• _PROBLEM TO WORK ON_
Rewrite the data below with "segmentation" replaced by "outline" and everything else left unchanged. Leave the pictures out of your answer.

========================================

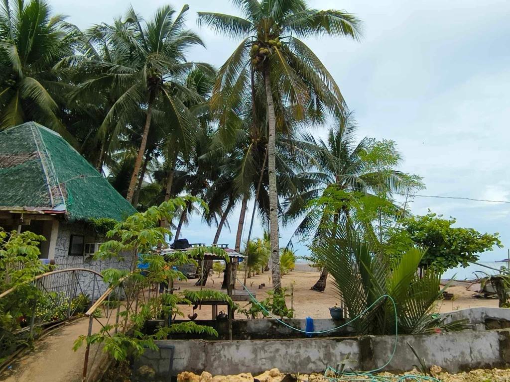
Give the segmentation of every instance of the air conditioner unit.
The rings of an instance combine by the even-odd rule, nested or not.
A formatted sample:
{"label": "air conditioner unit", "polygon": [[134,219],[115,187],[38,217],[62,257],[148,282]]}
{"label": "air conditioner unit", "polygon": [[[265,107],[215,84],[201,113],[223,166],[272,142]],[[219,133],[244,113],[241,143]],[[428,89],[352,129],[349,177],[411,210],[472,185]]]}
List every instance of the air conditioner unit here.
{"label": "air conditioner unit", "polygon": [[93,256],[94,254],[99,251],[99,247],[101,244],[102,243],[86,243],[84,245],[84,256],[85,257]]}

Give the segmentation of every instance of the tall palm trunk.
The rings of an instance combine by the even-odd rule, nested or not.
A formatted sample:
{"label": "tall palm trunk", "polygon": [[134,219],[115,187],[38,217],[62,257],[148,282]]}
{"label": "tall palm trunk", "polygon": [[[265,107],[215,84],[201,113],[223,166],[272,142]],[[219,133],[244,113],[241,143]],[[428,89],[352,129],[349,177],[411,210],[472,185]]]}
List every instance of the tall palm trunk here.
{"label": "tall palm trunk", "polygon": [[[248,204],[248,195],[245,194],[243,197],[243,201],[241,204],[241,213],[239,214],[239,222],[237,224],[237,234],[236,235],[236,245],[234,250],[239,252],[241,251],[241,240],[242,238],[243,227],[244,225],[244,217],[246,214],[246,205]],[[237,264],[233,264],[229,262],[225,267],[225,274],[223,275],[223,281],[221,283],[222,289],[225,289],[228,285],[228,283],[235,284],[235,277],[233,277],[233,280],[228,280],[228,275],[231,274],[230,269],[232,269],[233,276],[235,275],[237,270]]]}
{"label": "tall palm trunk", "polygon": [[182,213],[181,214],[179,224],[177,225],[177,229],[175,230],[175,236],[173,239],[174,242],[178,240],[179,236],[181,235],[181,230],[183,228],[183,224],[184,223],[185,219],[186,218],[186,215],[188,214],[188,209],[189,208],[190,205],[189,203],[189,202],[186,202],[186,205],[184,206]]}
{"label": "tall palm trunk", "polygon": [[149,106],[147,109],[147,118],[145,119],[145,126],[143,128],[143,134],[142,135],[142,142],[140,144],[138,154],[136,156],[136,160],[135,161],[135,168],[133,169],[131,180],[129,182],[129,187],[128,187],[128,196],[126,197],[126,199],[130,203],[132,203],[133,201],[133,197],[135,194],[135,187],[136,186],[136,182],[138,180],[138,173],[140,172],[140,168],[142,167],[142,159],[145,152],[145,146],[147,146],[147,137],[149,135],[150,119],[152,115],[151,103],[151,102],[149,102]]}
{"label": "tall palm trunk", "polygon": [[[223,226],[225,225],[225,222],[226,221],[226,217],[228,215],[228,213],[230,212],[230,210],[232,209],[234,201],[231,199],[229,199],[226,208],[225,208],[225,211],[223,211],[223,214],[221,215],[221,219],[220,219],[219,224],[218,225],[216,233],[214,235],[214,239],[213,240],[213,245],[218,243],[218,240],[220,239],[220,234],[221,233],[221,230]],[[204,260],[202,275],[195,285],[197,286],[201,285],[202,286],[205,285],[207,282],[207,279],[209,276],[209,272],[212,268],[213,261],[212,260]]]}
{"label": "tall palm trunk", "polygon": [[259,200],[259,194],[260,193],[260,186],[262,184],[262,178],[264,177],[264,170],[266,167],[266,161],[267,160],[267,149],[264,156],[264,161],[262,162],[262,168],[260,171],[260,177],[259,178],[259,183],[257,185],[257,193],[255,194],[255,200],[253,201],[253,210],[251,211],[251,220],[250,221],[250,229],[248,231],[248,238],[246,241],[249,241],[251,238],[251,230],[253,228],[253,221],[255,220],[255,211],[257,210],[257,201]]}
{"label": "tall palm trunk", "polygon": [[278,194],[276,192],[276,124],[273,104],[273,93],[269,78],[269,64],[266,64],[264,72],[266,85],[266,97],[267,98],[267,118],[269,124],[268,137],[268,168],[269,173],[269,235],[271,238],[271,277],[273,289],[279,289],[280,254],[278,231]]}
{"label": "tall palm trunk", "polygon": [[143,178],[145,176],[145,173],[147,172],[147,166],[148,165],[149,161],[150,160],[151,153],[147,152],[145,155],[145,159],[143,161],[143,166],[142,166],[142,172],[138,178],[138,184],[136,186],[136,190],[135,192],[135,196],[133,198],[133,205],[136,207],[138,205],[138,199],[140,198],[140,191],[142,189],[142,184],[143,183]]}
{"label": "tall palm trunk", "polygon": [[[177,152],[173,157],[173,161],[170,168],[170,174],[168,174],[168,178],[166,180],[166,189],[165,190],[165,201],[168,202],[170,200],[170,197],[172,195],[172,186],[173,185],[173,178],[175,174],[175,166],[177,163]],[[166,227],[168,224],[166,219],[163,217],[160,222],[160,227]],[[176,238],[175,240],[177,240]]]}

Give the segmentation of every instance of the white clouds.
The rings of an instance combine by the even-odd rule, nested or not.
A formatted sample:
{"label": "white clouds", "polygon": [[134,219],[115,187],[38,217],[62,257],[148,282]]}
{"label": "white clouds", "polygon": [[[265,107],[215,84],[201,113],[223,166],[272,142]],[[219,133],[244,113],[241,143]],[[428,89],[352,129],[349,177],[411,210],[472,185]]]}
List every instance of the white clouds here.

========================================

• _THE COMPLETED TASK_
Give the outline of every instance of the air conditioner unit.
The rings of an instance combine by the even-odd rule, nested or not.
A formatted sample:
{"label": "air conditioner unit", "polygon": [[134,219],[115,187],[38,217],[62,257],[148,282]]}
{"label": "air conditioner unit", "polygon": [[[265,107],[215,84],[201,113],[223,166],[272,142]],[[219,133],[244,113],[241,143]],[[428,89],[352,129],[349,177],[411,210],[472,185]]]}
List every instance of the air conditioner unit here.
{"label": "air conditioner unit", "polygon": [[93,256],[94,254],[99,251],[99,247],[101,244],[102,243],[86,243],[84,245],[84,256],[85,257]]}

Give the outline of every instance of the tall palm trunk.
The rings of an instance combine by the even-odd rule, nested or not.
A formatted sample:
{"label": "tall palm trunk", "polygon": [[134,219],[115,187],[38,217],[62,257],[148,282]]}
{"label": "tall palm trunk", "polygon": [[[265,107],[215,84],[201,113],[223,166],[272,142]],[[219,133],[244,113],[241,143]],[[428,89],[352,129],[349,177],[411,210],[472,185]]]}
List every instance of the tall palm trunk here.
{"label": "tall palm trunk", "polygon": [[[248,204],[248,195],[245,194],[243,197],[243,201],[241,204],[241,213],[239,214],[239,222],[237,224],[237,234],[236,235],[236,245],[234,250],[239,252],[241,251],[241,240],[242,238],[243,227],[244,225],[244,217],[246,214],[246,205]],[[237,264],[233,264],[229,262],[225,267],[225,274],[223,275],[223,281],[221,283],[222,289],[225,289],[228,285],[228,283],[235,284],[235,277],[233,277],[233,280],[228,280],[228,275],[231,274],[230,269],[232,269],[233,276],[235,275],[237,270]]]}
{"label": "tall palm trunk", "polygon": [[182,213],[181,214],[179,224],[177,225],[177,229],[175,230],[175,236],[173,239],[174,242],[178,240],[179,236],[181,235],[181,230],[183,228],[183,224],[184,223],[185,219],[186,218],[186,215],[188,214],[188,209],[189,208],[190,205],[189,203],[189,202],[186,202],[186,205],[184,206]]}
{"label": "tall palm trunk", "polygon": [[149,106],[147,109],[147,118],[145,119],[145,126],[143,128],[143,134],[142,135],[142,142],[140,144],[138,154],[136,156],[136,160],[135,161],[135,168],[133,169],[131,180],[129,182],[129,187],[128,187],[128,196],[126,197],[126,199],[130,203],[132,203],[133,201],[133,197],[135,194],[135,187],[136,186],[136,182],[138,180],[138,173],[140,172],[140,168],[142,167],[142,159],[145,152],[145,146],[147,146],[147,137],[149,135],[150,119],[152,115],[151,103],[151,102],[149,102]]}
{"label": "tall palm trunk", "polygon": [[[223,226],[225,225],[225,222],[226,221],[226,217],[228,215],[228,213],[230,212],[230,210],[232,209],[234,201],[231,199],[229,199],[226,208],[225,208],[225,211],[223,211],[223,214],[221,215],[221,219],[220,219],[219,224],[218,225],[216,233],[214,235],[214,239],[213,240],[213,245],[218,243],[218,240],[220,239],[220,234],[221,233],[221,230]],[[204,260],[202,275],[195,285],[197,286],[201,285],[202,286],[205,285],[207,282],[207,279],[209,276],[209,272],[212,268],[213,261],[212,260]]]}
{"label": "tall palm trunk", "polygon": [[259,200],[259,194],[260,193],[260,186],[262,184],[262,178],[264,177],[264,170],[266,167],[266,161],[267,160],[267,149],[264,156],[264,161],[262,162],[262,168],[260,171],[260,177],[259,178],[259,183],[257,185],[257,193],[255,194],[255,200],[253,201],[253,210],[251,211],[251,220],[250,221],[250,229],[248,231],[248,238],[246,241],[249,241],[251,238],[251,230],[253,228],[253,221],[255,220],[255,211],[257,210],[257,201]]}
{"label": "tall palm trunk", "polygon": [[278,194],[276,192],[276,124],[273,104],[273,93],[269,78],[269,64],[266,64],[264,72],[266,85],[266,97],[267,98],[267,118],[269,124],[268,137],[268,168],[269,173],[269,235],[271,238],[271,277],[273,289],[279,289],[280,254],[278,231]]}
{"label": "tall palm trunk", "polygon": [[143,178],[145,176],[145,173],[147,172],[147,166],[148,165],[149,161],[150,160],[151,153],[147,152],[145,155],[145,159],[143,161],[143,166],[142,166],[142,172],[138,178],[138,184],[136,186],[136,190],[135,192],[135,196],[133,198],[133,205],[136,207],[138,205],[138,199],[140,198],[140,191],[142,189],[142,184],[143,183]]}
{"label": "tall palm trunk", "polygon": [[[177,152],[173,157],[173,161],[170,168],[170,174],[168,174],[168,178],[166,180],[166,189],[165,190],[165,201],[168,202],[170,200],[170,197],[172,195],[172,186],[173,185],[173,178],[175,174],[175,166],[177,163]],[[166,227],[168,224],[166,219],[163,217],[160,222],[160,227]],[[176,238],[175,240],[177,240]]]}

Give the outline of every instance of the white clouds.
The rings of an instance combine by the even-odd rule, nested or not.
A formatted sample:
{"label": "white clouds", "polygon": [[134,219],[115,187],[38,217],[62,257],[148,282]]}
{"label": "white clouds", "polygon": [[[265,107],[215,84],[201,113],[223,166],[272,142]],[[219,133],[244,113],[241,143]],[[428,89],[352,129],[349,177],[411,210],[472,185]]]}
List every instance of the white clouds here.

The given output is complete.